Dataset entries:
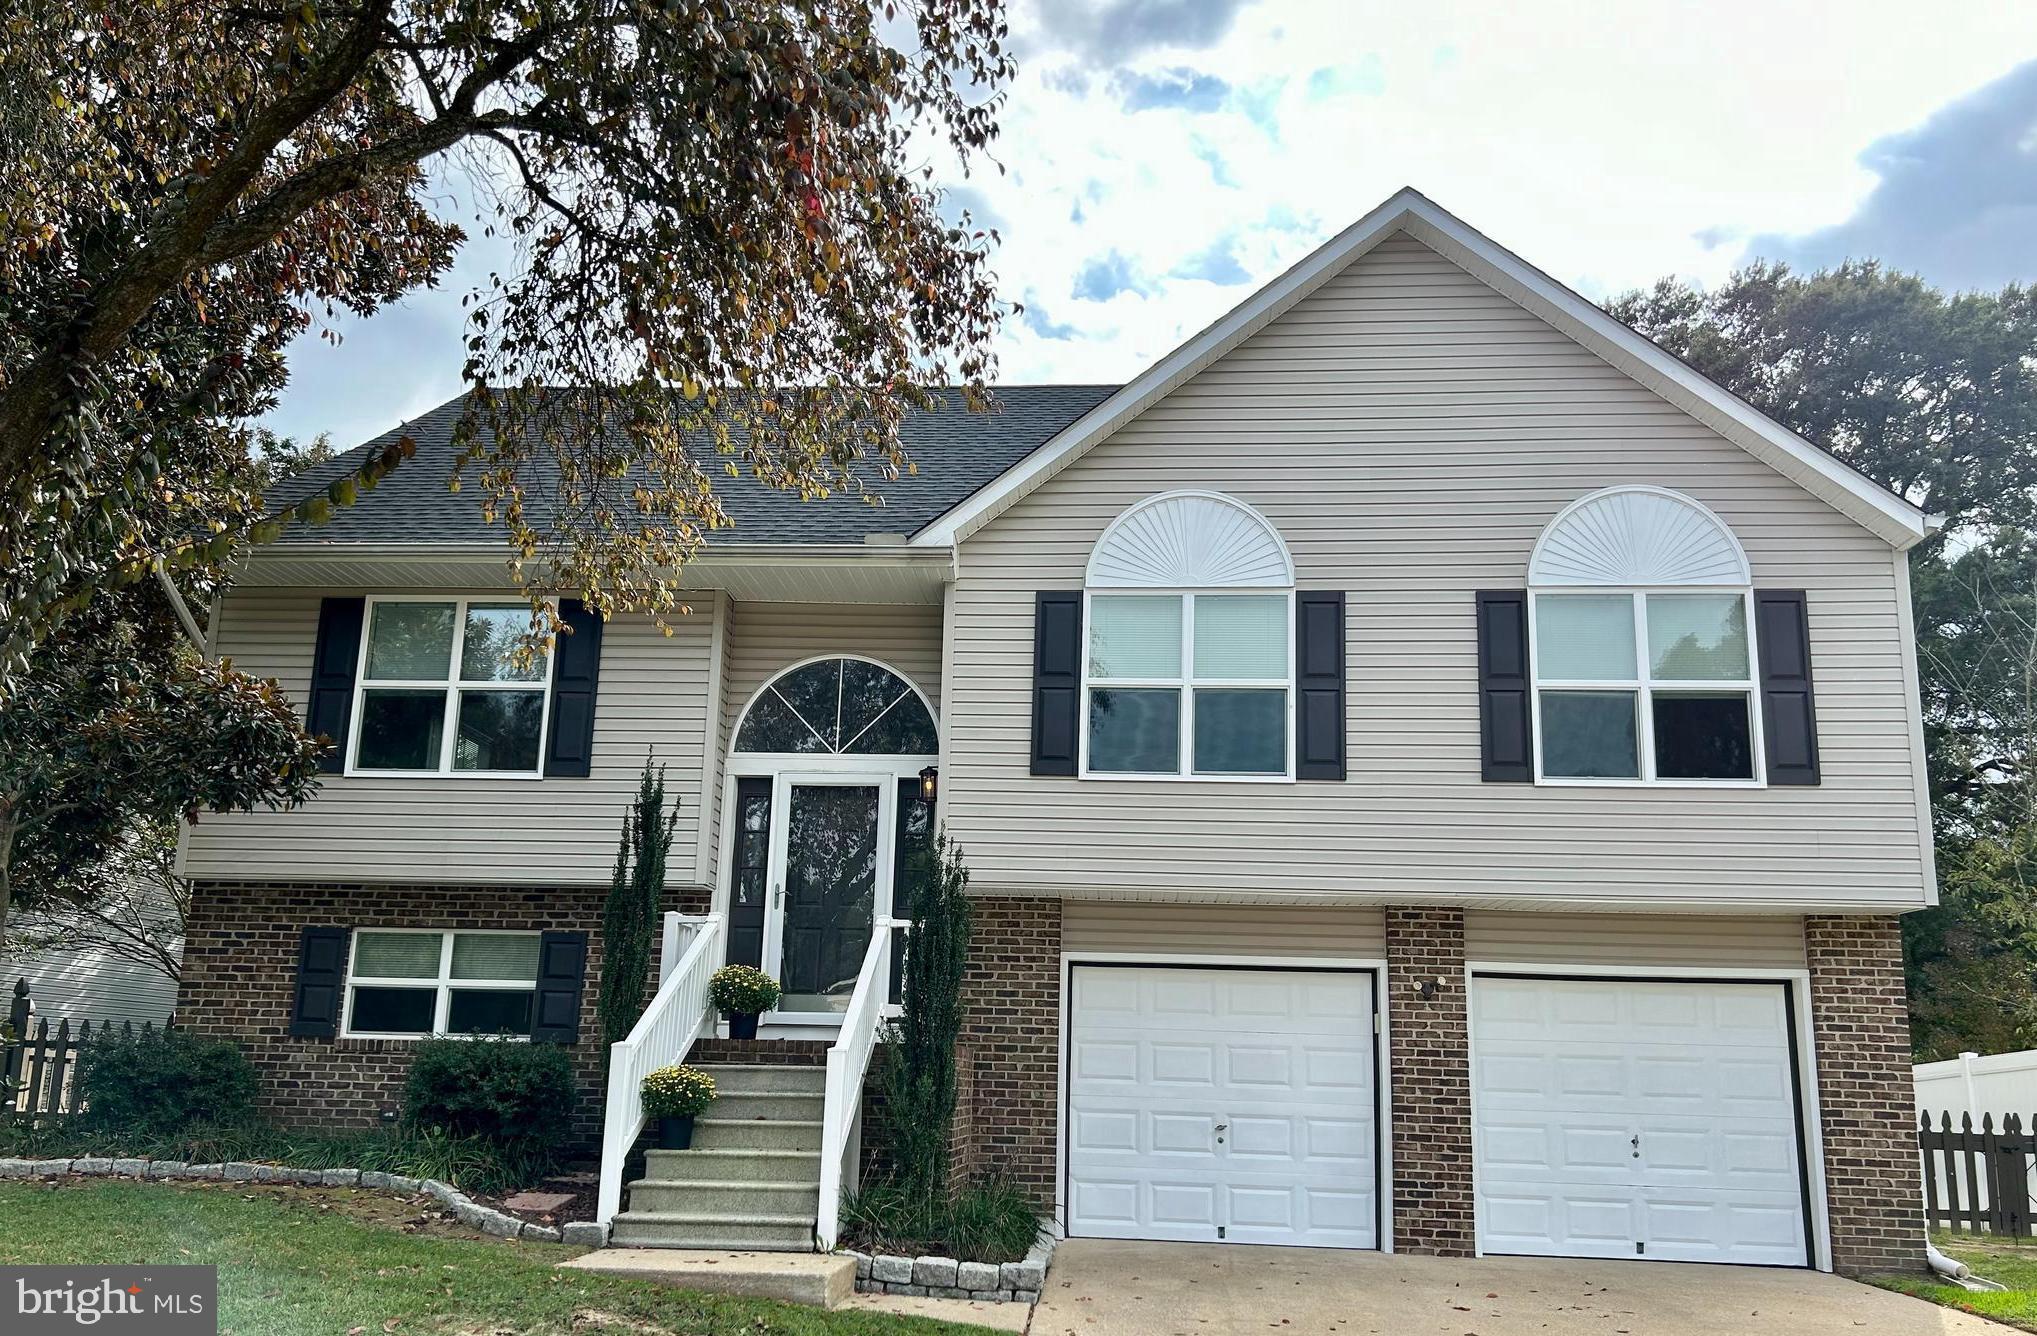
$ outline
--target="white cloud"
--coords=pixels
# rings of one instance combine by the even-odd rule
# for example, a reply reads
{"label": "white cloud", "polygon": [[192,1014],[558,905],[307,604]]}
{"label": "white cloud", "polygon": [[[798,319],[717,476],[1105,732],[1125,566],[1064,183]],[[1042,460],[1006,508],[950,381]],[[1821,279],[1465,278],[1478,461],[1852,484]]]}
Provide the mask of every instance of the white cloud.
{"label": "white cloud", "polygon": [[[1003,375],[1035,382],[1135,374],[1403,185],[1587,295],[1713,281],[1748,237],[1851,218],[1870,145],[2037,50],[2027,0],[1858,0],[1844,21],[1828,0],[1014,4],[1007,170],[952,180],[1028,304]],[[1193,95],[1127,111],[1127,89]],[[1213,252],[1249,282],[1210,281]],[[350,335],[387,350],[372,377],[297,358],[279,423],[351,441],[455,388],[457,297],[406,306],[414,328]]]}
==
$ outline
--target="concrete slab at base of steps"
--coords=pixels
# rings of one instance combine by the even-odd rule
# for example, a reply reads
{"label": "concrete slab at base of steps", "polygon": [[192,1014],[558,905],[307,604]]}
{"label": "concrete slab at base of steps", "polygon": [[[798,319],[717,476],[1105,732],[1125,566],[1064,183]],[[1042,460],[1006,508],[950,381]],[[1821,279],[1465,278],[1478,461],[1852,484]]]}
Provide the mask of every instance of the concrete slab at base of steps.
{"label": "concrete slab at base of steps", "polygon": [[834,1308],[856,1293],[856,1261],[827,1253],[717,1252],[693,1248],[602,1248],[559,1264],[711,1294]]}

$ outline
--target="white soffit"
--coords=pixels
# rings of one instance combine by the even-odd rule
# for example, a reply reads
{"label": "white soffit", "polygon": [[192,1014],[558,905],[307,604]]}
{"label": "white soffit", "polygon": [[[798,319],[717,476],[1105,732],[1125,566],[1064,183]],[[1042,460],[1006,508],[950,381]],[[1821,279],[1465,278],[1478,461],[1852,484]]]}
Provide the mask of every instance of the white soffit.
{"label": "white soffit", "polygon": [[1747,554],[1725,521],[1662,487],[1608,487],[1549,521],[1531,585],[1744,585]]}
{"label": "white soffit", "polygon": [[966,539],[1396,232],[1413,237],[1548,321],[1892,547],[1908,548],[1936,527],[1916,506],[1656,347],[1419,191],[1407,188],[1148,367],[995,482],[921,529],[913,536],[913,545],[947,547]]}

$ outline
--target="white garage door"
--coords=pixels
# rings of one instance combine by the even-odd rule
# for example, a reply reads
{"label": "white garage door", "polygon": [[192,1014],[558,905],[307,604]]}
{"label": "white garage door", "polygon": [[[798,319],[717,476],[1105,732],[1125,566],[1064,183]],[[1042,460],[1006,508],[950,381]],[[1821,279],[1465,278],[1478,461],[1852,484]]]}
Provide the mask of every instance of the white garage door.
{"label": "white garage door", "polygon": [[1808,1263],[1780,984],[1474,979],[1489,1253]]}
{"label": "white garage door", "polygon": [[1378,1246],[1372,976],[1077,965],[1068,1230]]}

• PROBLEM DESCRIPTION: Going through the data above, return each line with the word "target".

• RESULT FOR THIS TASK:
--target="white cloud"
--target="concrete slab at base of steps"
--target="white soffit"
--target="white garage door"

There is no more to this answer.